## [Written request A]
Condense the paragraph beginning "There is absolutely nothing wrong with server owners" from the text on paid perks for Minecraft servers into a short list that keeps its main facts.
## [Written request B]
Continue the text on paid perks for Minecraft servers from the point where it ends.

There is absolutely nothing wrong with server owners offering improved
gameplay in return for financial support. Minecraft allows griefing
(destruction of another player's work); there is nothing wrong with a server
owner enabling an anti-griefing mod (incidentally, not offered by Mojang:
literally the only thing which makes public servers tolerable is 100% not
Mojang's work) only for paying players, but not for non-paying players. The
alternatives would be to offer it to everyone—meaning that folks could cause
trouble with the anti-griefing features, requiring admin time (and hence
money)—or to not allow the general public on, meaning that prospective players
would be unable to evaluate the server, or to turn off anti-griefing and leave
the server public, meaning that everyone would have to have hidden bases and
live in perpetual fear of griefers.

That doesn't sound like an improvement.

Skyblock is a style of gameplay made possible by modmakers (not by Mojang);
there is nothing wrong with offering additional starting resources in exchange
for financial support.

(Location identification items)
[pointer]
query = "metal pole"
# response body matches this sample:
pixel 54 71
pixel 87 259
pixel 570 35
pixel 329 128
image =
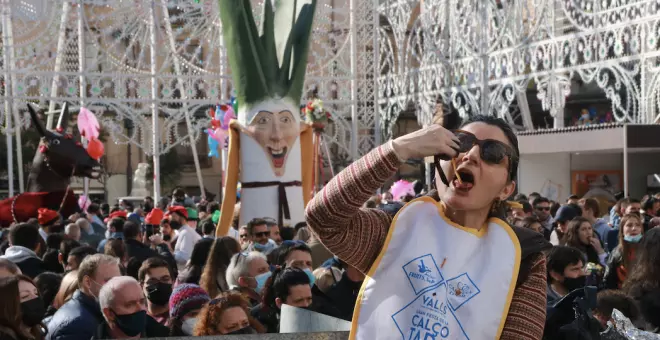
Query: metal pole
pixel 484 58
pixel 155 133
pixel 59 57
pixel 17 118
pixel 377 128
pixel 625 160
pixel 186 113
pixel 8 103
pixel 354 70
pixel 82 65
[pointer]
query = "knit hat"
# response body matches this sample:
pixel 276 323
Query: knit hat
pixel 192 214
pixel 154 217
pixel 179 210
pixel 185 298
pixel 47 216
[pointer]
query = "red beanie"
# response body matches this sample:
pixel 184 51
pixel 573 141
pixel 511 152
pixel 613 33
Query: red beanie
pixel 46 216
pixel 154 217
pixel 179 210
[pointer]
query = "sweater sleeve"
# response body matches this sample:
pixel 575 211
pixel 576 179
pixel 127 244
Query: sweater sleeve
pixel 526 318
pixel 353 234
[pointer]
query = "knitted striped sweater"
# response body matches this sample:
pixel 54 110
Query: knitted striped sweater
pixel 357 235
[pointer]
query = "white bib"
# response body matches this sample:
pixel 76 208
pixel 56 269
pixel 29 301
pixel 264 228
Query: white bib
pixel 437 280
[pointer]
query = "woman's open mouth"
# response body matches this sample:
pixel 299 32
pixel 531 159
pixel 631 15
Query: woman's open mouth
pixel 467 180
pixel 278 155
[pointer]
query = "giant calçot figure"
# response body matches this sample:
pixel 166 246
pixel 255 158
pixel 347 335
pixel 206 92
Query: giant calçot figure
pixel 268 142
pixel 58 158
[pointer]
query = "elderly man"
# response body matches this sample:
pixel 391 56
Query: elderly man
pixel 72 231
pixel 80 317
pixel 247 274
pixel 123 306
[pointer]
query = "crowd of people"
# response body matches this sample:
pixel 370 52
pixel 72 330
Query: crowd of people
pixel 157 269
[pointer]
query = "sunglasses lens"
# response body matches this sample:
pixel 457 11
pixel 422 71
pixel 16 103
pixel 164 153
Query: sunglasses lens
pixel 493 152
pixel 467 141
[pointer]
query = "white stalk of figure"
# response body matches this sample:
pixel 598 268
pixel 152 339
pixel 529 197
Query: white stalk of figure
pixel 270 149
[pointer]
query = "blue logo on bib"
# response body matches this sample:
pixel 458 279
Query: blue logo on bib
pixel 423 273
pixel 460 290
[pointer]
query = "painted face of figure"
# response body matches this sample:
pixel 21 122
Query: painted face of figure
pixel 276 132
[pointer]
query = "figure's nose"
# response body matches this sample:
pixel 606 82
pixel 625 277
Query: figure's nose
pixel 276 133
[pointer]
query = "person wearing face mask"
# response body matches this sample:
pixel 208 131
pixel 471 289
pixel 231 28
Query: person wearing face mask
pixel 289 286
pixel 23 250
pixel 622 258
pixel 186 302
pixel 186 237
pixel 228 314
pixel 565 272
pixel 247 274
pixel 122 303
pixel 260 235
pixel 296 254
pixel 214 277
pixel 22 309
pixel 156 278
pixel 80 317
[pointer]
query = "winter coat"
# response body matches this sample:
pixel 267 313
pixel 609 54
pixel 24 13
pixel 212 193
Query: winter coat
pixel 26 259
pixel 79 318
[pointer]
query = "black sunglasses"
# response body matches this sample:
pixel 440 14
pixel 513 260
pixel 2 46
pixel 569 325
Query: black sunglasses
pixel 491 151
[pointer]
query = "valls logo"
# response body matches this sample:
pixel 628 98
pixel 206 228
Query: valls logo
pixel 423 273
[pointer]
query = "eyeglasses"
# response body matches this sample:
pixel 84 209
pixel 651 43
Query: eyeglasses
pixel 490 150
pixel 292 242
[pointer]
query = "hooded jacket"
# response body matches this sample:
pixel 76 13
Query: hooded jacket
pixel 26 259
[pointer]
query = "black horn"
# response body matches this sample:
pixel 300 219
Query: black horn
pixel 63 122
pixel 36 121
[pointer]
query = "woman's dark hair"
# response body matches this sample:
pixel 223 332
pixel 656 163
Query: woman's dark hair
pixel 195 266
pixel 11 316
pixel 573 239
pixel 53 241
pixel 278 284
pixel 508 133
pixel 218 260
pixel 499 208
pixel 211 314
pixel 527 222
pixel 572 233
pixel 560 257
pixel 48 284
pixel 646 276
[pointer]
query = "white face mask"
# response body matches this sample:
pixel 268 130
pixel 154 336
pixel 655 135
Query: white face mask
pixel 188 326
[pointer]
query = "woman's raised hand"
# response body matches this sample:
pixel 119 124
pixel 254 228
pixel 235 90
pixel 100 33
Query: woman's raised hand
pixel 429 141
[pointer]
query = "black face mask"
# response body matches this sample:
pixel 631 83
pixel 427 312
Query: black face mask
pixel 572 284
pixel 246 330
pixel 33 311
pixel 159 293
pixel 132 324
pixel 175 225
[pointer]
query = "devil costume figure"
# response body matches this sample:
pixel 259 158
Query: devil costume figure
pixel 268 142
pixel 58 158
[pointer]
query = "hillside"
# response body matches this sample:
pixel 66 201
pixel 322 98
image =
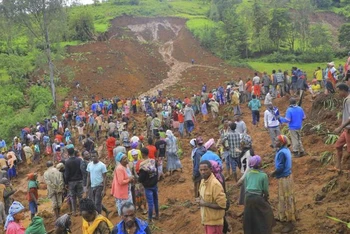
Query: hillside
pixel 142 55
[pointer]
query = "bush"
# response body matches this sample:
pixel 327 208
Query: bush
pixel 39 96
pixel 82 26
pixel 310 56
pixel 278 57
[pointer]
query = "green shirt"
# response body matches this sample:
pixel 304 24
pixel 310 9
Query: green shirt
pixel 257 182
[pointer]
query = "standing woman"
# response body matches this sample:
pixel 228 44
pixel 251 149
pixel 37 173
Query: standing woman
pixel 173 161
pixel 258 215
pixel 246 153
pixel 122 179
pixel 283 173
pixel 13 223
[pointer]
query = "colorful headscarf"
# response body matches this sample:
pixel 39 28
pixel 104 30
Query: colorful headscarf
pixel 15 208
pixel 119 156
pixel 246 140
pixel 209 143
pixel 31 176
pixel 254 161
pixel 64 222
pixel 283 139
pixel 170 135
pixel 134 145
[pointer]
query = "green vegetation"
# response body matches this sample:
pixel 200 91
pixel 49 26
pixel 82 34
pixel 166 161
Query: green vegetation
pixel 309 68
pixel 235 30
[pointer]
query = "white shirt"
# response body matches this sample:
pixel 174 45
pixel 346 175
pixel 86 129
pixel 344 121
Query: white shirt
pixel 270 120
pixel 256 80
pixel 268 99
pixel 241 85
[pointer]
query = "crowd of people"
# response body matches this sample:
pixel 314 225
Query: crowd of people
pixel 132 159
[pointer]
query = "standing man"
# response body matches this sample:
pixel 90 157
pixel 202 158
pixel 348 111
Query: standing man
pixel 212 200
pixel 55 185
pixel 214 107
pixel 266 82
pixel 280 82
pixel 189 118
pixel 254 105
pixel 344 138
pixel 148 177
pixel 199 151
pixel 74 179
pixel 129 223
pixel 256 83
pixel 110 143
pixel 241 91
pixel 294 117
pixel 232 142
pixel 286 210
pixel 271 123
pixel 96 180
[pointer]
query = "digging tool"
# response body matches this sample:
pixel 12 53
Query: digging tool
pixel 301 97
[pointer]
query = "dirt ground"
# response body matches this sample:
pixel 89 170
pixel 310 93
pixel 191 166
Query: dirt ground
pixel 143 55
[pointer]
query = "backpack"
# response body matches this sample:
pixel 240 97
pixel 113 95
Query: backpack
pixel 279 77
pixel 156 123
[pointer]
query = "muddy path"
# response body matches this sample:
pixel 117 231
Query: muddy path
pixel 166 49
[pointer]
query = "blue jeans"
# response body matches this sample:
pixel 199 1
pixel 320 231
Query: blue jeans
pixel 33 207
pixel 256 117
pixel 231 163
pixel 152 200
pixel 181 129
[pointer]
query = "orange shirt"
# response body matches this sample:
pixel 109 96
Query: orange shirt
pixel 249 85
pixel 181 117
pixel 59 137
pixel 152 150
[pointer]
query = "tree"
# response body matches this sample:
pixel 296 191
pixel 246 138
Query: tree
pixel 319 36
pixel 278 26
pixel 82 26
pixel 260 20
pixel 300 17
pixel 344 35
pixel 40 18
pixel 236 38
pixel 322 3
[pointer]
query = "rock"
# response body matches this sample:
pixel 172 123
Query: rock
pixel 182 180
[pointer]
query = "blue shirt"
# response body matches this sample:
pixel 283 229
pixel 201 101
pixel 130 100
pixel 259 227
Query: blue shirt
pixel 283 162
pixel 294 117
pixel 254 104
pixel 210 155
pixel 96 173
pixel 2 144
pixel 204 109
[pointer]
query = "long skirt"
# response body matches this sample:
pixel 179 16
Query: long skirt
pixel 173 162
pixel 140 198
pixel 12 172
pixel 242 194
pixel 286 200
pixel 121 202
pixel 258 215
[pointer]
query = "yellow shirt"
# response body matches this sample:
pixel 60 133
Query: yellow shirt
pixel 139 156
pixel 318 75
pixel 316 87
pixel 211 191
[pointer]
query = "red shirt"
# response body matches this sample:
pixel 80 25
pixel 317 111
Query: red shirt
pixel 59 137
pixel 152 150
pixel 248 86
pixel 110 143
pixel 181 117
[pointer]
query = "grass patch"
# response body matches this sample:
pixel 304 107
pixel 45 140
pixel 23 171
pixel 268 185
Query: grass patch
pixel 4 77
pixel 309 68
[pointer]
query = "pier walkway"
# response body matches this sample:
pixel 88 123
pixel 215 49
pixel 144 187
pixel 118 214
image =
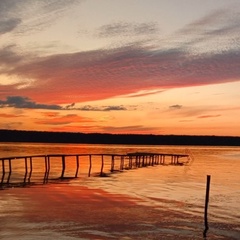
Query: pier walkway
pixel 20 169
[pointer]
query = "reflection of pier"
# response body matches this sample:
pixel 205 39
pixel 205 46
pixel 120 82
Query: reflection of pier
pixel 115 162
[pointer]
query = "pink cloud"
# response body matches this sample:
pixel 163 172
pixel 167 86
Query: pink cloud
pixel 63 120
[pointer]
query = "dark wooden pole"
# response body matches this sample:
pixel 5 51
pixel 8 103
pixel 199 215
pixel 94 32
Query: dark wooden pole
pixel 206 206
pixel 63 166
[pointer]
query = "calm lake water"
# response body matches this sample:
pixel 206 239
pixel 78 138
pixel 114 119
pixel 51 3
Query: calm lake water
pixel 177 188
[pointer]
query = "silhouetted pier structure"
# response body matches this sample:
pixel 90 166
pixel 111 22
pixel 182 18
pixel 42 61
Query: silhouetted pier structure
pixel 59 163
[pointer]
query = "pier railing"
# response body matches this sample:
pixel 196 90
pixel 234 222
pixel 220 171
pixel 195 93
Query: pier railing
pixel 20 169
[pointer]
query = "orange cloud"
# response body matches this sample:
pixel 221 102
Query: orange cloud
pixel 63 120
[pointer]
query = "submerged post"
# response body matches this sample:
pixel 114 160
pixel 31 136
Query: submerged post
pixel 63 166
pixel 206 206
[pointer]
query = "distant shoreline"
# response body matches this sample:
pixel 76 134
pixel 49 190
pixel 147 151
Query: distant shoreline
pixel 106 138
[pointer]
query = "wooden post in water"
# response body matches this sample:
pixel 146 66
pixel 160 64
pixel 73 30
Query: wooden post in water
pixel 206 206
pixel 63 166
pixel 77 161
pixel 10 170
pixel 26 170
pixel 102 166
pixel 30 173
pixel 90 165
pixel 3 171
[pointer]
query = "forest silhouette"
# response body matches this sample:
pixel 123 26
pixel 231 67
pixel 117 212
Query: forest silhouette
pixel 107 138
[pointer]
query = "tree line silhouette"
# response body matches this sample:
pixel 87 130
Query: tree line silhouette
pixel 107 138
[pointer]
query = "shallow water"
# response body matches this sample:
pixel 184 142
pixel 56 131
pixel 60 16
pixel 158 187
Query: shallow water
pixel 177 189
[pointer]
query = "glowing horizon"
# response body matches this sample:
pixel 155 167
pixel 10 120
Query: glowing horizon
pixel 86 66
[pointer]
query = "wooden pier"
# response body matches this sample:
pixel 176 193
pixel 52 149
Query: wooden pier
pixel 113 163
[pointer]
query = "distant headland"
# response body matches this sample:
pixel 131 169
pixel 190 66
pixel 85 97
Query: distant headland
pixel 106 138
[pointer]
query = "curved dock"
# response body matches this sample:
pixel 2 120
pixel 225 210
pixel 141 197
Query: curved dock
pixel 59 163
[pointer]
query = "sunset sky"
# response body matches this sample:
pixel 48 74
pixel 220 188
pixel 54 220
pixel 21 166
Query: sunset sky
pixel 121 66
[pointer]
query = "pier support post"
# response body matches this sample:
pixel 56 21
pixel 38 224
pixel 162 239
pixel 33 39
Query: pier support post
pixel 63 166
pixel 77 162
pixel 206 206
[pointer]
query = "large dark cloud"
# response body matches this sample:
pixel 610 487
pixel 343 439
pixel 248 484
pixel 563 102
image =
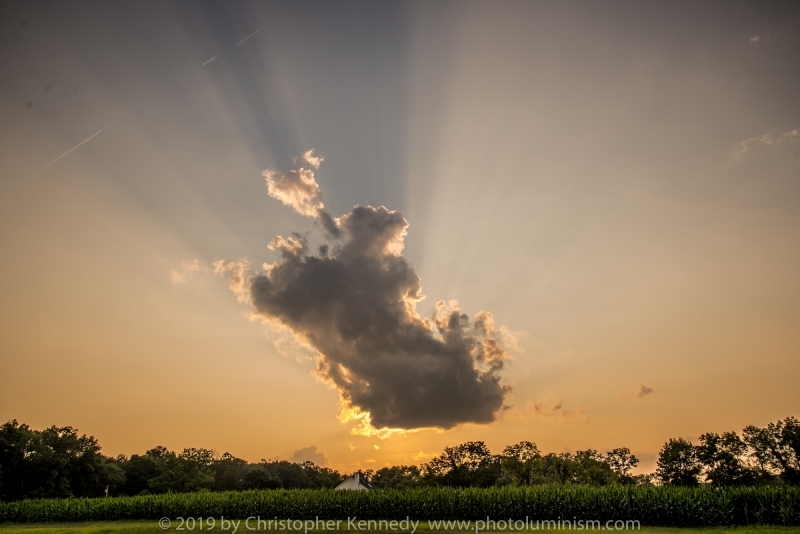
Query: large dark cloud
pixel 355 303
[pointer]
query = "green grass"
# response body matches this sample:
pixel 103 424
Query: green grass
pixel 151 527
pixel 663 506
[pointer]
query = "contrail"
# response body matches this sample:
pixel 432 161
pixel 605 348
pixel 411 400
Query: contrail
pixel 252 34
pixel 98 132
pixel 209 60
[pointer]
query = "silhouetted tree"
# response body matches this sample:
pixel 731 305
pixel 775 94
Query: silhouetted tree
pixel 723 459
pixel 678 464
pixel 468 464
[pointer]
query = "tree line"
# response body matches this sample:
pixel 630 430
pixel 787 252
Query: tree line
pixel 58 462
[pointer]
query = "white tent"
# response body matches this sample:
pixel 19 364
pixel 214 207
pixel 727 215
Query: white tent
pixel 354 483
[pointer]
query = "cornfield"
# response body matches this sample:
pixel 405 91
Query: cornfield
pixel 656 506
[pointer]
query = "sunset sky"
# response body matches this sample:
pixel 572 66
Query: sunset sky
pixel 616 183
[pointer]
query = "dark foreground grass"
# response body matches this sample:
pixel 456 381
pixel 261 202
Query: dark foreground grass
pixel 650 506
pixel 152 527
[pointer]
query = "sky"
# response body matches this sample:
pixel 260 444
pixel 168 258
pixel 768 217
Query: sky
pixel 357 232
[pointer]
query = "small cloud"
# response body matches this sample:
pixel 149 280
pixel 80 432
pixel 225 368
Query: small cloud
pixel 643 391
pixel 182 273
pixel 766 139
pixel 578 411
pixel 544 408
pixel 310 454
pixel 422 456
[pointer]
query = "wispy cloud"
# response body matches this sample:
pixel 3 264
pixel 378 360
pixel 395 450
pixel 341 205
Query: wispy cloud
pixel 98 132
pixel 254 33
pixel 182 273
pixel 206 62
pixel 766 139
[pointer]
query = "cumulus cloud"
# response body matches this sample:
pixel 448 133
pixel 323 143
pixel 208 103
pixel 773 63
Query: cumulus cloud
pixel 310 454
pixel 643 391
pixel 355 304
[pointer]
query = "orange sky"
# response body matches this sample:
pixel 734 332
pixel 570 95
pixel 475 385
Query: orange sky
pixel 619 187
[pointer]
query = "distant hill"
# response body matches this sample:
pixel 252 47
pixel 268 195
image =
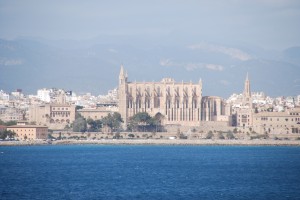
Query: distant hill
pixel 93 65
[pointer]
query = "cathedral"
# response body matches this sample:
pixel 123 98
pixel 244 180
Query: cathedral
pixel 245 112
pixel 176 103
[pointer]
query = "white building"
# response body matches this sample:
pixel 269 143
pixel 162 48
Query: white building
pixel 44 95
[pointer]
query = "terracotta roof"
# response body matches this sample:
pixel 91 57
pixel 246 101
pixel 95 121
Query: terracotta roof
pixel 26 126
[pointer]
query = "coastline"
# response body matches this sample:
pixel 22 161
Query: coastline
pixel 180 142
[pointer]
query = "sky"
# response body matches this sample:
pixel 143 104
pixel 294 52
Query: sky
pixel 270 24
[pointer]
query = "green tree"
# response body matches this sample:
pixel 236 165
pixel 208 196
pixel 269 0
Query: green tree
pixel 8 123
pixel 221 136
pixel 131 135
pixel 230 135
pixel 79 125
pixel 94 125
pixel 7 134
pixel 209 135
pixel 142 121
pixel 113 121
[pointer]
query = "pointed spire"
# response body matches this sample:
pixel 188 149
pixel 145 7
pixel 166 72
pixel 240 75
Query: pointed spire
pixel 122 70
pixel 247 91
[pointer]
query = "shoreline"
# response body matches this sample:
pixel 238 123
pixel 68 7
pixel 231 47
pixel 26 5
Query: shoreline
pixel 163 142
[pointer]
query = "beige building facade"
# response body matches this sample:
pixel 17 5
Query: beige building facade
pixel 29 132
pixel 277 122
pixel 244 115
pixel 215 109
pixel 97 113
pixel 54 115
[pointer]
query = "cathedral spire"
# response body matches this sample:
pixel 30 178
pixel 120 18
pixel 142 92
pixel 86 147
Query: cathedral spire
pixel 247 91
pixel 122 76
pixel 122 71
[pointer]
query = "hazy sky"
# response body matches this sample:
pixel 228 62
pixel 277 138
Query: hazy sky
pixel 267 23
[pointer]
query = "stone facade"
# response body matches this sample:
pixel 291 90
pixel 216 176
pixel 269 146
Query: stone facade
pixel 176 103
pixel 54 115
pixel 97 113
pixel 215 109
pixel 29 132
pixel 277 122
pixel 244 114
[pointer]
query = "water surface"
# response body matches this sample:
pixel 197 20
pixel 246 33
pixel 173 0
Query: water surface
pixel 149 172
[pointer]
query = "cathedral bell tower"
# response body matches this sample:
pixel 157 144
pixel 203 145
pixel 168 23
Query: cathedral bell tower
pixel 247 101
pixel 122 93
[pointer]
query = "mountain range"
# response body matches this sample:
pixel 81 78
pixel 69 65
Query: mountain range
pixel 93 65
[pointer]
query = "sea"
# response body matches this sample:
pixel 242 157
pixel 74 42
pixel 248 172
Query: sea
pixel 149 172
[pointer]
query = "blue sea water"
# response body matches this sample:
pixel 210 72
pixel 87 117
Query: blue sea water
pixel 149 172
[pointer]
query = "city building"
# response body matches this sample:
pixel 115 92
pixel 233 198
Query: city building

## [Exercise response A]
- Server owners may fairly offer better gameplay in return for financial support.
- Minecraft allows griefing, meaning the destruction of another player's work.
- An owner may enable an anti-griefing mod for paying players only. Such mods are not offered by Mojang.
- The alternatives are all worse:
  - Offering the mod to everyone would let people cause trouble with its features, which costs admin time and money.
  - Closing the server to the public would keep prospective players from evaluating it.
  - Turning off anti-griefing on a public server would force everyone to hide their bases and live in fear of griefers.

## [Exercise response B]
Mojang have made approximately half a billion dollars from Minecraft; society
has rewarded them well. How 'bout they start giving back, rather than seeking
to exploit their monopoly position?

(No, I don't run a public server, but I do play on them, and it sickens me to
see their business model destroyed by a monopolist)

------
devicenull
So, the question becomes who is going to enforce these rules? If you have
these rules in your EULA, but you aren't enforcing them, you might as well not
have them.

Are they going to start suing people? I can't see a whole lot of alternatives
here.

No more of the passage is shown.